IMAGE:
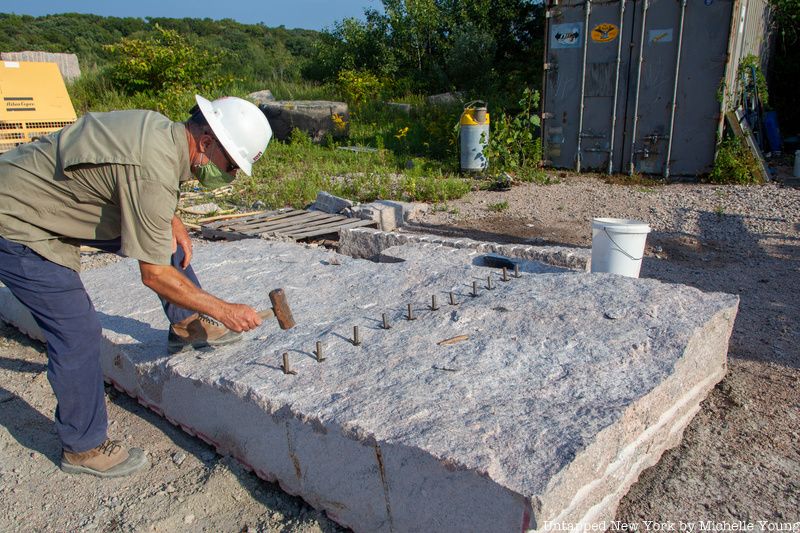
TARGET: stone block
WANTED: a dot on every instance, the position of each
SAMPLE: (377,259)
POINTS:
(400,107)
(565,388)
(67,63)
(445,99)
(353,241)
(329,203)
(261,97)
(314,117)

◆ ◆ ◆ ◆

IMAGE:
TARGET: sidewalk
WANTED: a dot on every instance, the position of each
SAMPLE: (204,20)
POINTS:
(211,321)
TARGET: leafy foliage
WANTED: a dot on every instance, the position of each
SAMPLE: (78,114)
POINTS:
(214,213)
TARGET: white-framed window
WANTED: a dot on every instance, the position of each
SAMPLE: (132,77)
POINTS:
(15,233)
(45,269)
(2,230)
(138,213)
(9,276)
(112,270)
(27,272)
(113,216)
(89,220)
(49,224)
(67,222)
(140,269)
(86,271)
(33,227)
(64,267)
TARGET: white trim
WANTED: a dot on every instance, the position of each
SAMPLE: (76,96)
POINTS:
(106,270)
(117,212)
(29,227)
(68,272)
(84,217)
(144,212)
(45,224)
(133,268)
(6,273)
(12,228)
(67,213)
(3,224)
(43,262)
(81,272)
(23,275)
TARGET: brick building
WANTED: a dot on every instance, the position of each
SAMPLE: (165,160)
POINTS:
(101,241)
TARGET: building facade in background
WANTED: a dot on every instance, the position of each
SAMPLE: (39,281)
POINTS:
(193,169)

◆ ◆ ◆ ◆

(What you need to do): All lines carrying the word "white" must be copied from the data above.

(The completed task):
TARGET: white-framed window
TARGET: white trim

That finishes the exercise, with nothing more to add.